DATA LINES =
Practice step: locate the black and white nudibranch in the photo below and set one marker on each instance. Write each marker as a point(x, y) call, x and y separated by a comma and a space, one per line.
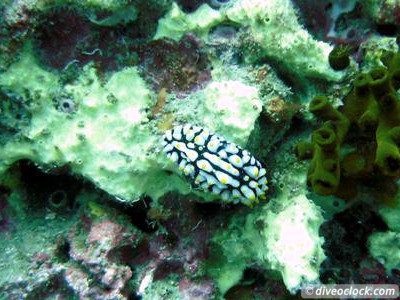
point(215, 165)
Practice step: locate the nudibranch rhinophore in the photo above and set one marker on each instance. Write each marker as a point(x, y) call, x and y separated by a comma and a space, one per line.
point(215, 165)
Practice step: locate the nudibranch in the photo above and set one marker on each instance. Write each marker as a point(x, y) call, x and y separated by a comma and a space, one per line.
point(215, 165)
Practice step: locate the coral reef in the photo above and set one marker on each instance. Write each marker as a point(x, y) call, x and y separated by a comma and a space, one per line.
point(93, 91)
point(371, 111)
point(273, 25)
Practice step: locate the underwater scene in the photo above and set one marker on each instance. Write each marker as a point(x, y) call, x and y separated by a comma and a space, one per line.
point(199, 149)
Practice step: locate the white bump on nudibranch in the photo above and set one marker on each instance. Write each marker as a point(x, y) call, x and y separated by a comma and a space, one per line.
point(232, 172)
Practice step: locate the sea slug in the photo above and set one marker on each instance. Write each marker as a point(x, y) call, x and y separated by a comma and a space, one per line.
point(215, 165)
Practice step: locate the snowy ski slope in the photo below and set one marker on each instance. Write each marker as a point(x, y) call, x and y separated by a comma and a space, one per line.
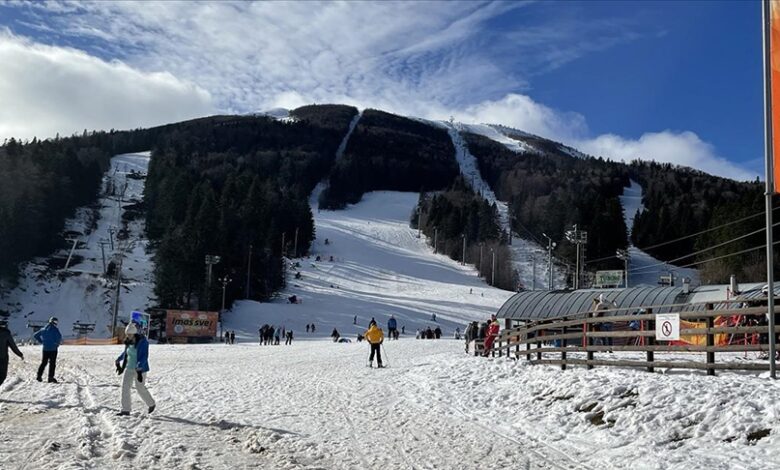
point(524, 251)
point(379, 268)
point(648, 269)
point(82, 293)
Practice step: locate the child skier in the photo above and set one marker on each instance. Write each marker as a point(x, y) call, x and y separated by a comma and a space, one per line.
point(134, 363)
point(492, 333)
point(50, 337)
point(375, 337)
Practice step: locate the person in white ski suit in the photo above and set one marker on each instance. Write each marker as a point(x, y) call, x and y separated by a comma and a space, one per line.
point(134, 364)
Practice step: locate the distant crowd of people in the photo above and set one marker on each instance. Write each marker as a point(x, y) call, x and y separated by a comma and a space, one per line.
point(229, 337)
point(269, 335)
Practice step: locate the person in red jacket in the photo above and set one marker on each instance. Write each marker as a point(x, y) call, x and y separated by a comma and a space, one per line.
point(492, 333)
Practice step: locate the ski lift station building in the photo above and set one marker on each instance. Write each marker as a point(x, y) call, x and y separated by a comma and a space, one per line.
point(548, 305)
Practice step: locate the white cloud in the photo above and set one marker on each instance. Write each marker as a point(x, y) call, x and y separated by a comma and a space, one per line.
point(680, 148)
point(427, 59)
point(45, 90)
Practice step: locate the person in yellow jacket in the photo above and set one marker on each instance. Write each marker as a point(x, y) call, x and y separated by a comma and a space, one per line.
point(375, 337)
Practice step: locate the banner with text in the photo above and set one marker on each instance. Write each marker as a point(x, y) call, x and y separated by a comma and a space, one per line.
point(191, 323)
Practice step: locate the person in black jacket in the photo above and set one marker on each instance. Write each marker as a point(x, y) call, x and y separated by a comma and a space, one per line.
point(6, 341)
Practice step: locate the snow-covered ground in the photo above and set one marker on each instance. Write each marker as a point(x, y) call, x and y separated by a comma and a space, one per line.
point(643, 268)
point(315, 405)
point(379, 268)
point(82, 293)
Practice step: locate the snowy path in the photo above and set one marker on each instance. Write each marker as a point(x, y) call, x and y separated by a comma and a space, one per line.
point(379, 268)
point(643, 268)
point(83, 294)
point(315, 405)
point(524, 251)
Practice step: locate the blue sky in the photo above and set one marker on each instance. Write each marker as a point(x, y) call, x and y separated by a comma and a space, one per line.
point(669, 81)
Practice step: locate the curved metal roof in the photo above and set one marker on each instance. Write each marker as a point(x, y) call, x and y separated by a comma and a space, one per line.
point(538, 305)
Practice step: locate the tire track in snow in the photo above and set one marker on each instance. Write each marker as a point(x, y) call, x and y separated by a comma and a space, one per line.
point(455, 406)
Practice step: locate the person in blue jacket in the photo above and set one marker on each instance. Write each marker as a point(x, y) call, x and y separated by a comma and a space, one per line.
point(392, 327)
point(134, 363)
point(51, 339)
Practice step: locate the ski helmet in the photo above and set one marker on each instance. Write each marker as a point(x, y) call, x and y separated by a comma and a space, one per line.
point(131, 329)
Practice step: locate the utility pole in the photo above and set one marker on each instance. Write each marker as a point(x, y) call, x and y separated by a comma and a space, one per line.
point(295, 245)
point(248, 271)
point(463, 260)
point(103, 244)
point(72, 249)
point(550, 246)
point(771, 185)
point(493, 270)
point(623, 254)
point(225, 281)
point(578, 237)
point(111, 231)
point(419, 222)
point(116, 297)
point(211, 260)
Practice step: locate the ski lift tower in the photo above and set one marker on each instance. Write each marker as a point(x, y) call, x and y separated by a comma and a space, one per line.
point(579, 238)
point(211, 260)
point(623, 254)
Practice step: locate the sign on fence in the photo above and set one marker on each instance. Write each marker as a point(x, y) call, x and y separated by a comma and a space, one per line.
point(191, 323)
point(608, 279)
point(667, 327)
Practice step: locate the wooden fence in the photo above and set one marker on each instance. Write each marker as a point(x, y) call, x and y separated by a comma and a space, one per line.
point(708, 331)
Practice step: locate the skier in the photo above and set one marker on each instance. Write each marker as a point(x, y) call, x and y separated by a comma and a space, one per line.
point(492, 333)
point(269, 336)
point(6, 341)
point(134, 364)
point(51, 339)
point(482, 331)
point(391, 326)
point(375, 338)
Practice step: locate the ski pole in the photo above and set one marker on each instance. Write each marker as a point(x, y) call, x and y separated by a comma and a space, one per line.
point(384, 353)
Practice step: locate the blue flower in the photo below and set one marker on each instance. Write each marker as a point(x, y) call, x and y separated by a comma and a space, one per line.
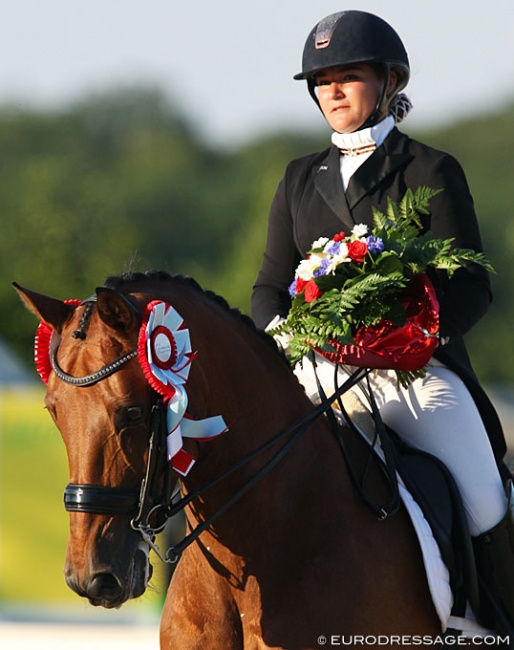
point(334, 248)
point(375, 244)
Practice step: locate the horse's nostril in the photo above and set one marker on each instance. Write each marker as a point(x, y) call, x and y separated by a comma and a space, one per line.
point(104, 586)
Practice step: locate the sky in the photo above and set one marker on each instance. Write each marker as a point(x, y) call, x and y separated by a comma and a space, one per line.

==

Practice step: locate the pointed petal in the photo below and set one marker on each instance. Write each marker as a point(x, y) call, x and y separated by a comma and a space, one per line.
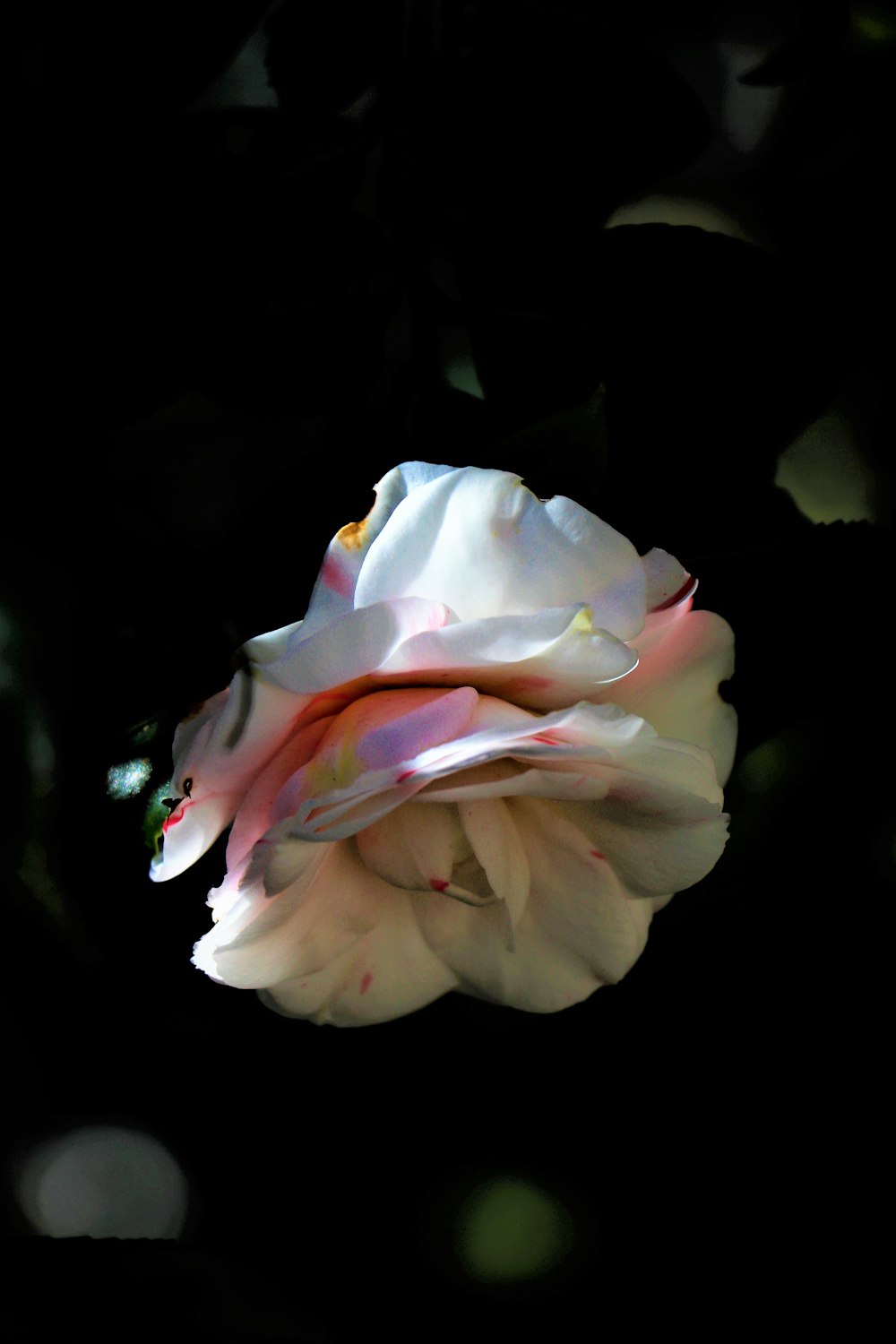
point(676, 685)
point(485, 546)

REQUIREMENTS =
Shift every point coordinate in the answers by adding 70, and write out again all the rows between the lines holding "Practice step: locate the black" and "point(232, 172)", inclusive, with their requests and the shifted answers. Leave the pictures out.

OUTPUT BELOW =
Practice step: locate the black and white nudibranch in the photo below and set one marker on each instance. Write each marker as a point(x, y) call, x and y separated by a comma and a space, one per line.
point(285, 235)
Practice step: locate the nudibranch rhinophore in the photo above and set one marker on each instance. Write each marker as a point(x, y) call, x and y separated by a comma and a space, one per line.
point(285, 235)
Practice step: locate the nudibranch in the photo above and set one marker on each instance. Write each marker as a point(x, y) call, x and y separated by a comma and a space, one per line.
point(285, 235)
Practice step: locate the coral reef in the photo above and set one marker on each instance. Write each marker as a point(x, y) call, x and y separated by a comma and a space, one per line.
point(163, 161)
point(441, 181)
point(343, 95)
Practice step: locate the underwater scene in the photo above and set one marker on each instance. Write each marker as a point(x, y) call, x and y separated by a comma and a space, one per line.
point(269, 219)
Practice step: locate the white bump on nudibranch in the photo above and set one marker on each instance. Write each marker as a point(x, y) call, x and y separated by a comma and a space, one per line.
point(302, 242)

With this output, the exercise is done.